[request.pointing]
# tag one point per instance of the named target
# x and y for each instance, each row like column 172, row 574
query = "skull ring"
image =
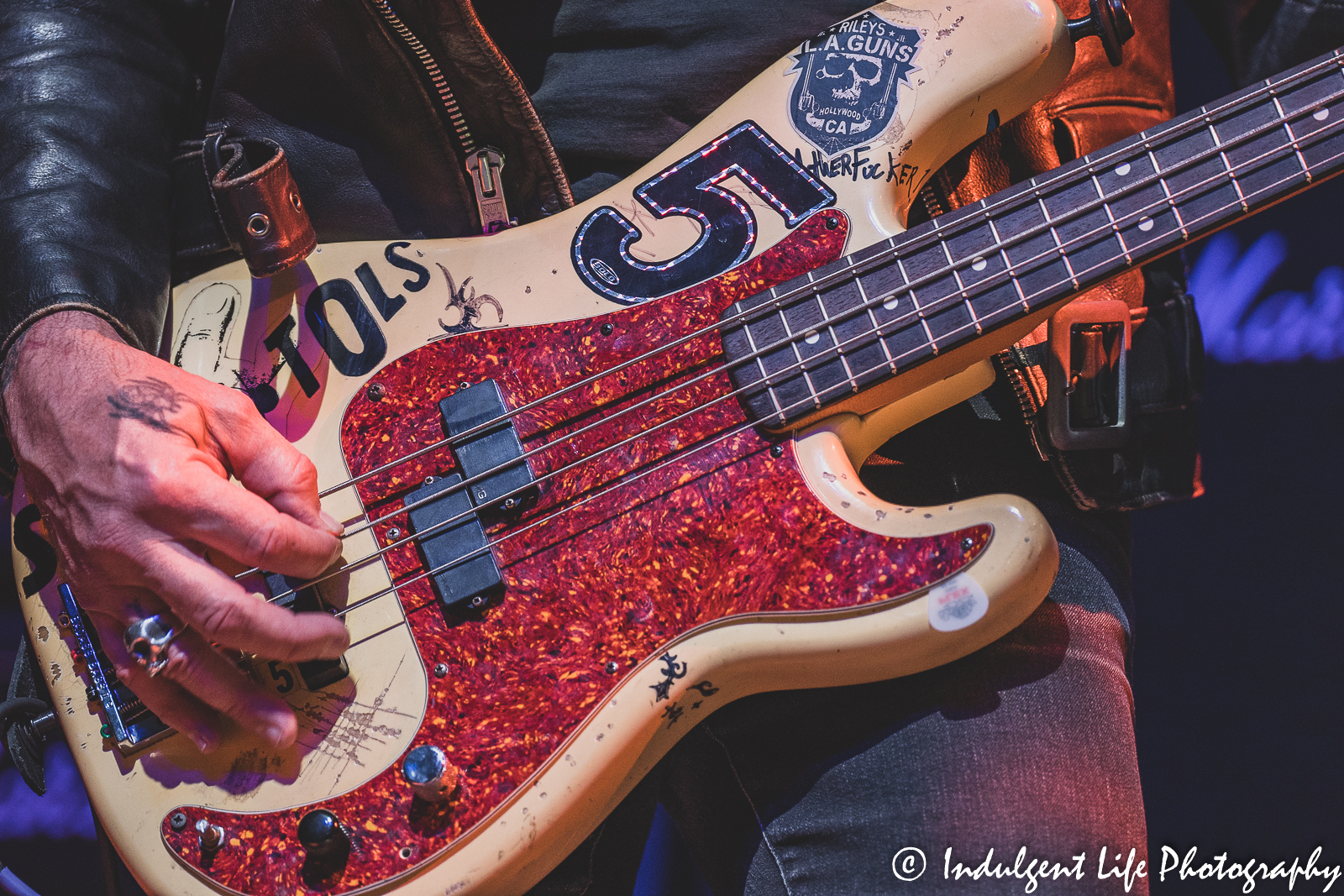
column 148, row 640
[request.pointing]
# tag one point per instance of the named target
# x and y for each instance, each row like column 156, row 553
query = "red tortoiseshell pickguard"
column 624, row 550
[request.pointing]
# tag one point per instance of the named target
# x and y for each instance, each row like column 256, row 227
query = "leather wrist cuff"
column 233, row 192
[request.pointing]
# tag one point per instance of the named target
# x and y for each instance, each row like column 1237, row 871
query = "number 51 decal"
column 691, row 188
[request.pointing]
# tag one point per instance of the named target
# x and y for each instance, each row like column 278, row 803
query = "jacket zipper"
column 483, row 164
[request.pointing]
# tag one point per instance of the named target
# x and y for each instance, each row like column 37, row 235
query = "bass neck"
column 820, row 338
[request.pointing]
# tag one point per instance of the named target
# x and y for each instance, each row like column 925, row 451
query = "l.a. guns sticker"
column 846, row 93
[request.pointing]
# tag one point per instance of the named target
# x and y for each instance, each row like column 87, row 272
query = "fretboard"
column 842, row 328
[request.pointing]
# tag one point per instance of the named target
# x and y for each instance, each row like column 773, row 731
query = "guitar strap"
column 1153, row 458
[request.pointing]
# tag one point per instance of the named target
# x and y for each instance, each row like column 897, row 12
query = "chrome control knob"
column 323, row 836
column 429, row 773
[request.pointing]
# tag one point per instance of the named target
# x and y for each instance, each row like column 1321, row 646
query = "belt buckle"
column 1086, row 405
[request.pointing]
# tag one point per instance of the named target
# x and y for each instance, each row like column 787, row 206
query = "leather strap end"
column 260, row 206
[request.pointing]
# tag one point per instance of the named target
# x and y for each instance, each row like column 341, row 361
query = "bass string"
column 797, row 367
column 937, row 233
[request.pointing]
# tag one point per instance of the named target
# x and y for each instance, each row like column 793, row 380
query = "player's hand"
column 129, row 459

______

Please render the material from its start through the line containing "column 846, row 93", inclusive, as a two-column CSV with columns input and output, one row for each text-and-answer pair, each value in a single quoted field with line breaks turned into spaces. Leave the pictures out.

▸ Written reply
input,output
"[request.pointing] # tag one point per instance of the named target # x and y for each instance, each row like column 172, row 574 query = ""skull ring"" image =","column 148, row 640"
"[request.pointing] # tag one point per instance of the named target # x and y for each instance, each row like column 156, row 553 query = ""red tortoiseshell pickguard""","column 624, row 550"
"[request.pointing] # tag one point per instance of the named target # x and y for each instance, each row like column 256, row 227 query = ""leather wrist cuff""","column 233, row 192"
"[request.pointing] # tag one point per instance of the named target # x and y for each instance, each row like column 1237, row 871 query = ""number 51 decal""","column 691, row 188"
"[request.pointing] # tag one point per instance of the named target # x and y for each instance, each row like column 278, row 803 query = ""jacket zipper""","column 483, row 164"
"[request.pointing] # tag one point per instance of the named target # x and y for each instance, each row like column 37, row 235 query = ""bass neck""","column 820, row 338"
"[request.pointing] # tag one point per instance of the named target # x and y for each instance, each row like column 925, row 451 query = ""l.a. guns sticker""","column 846, row 93"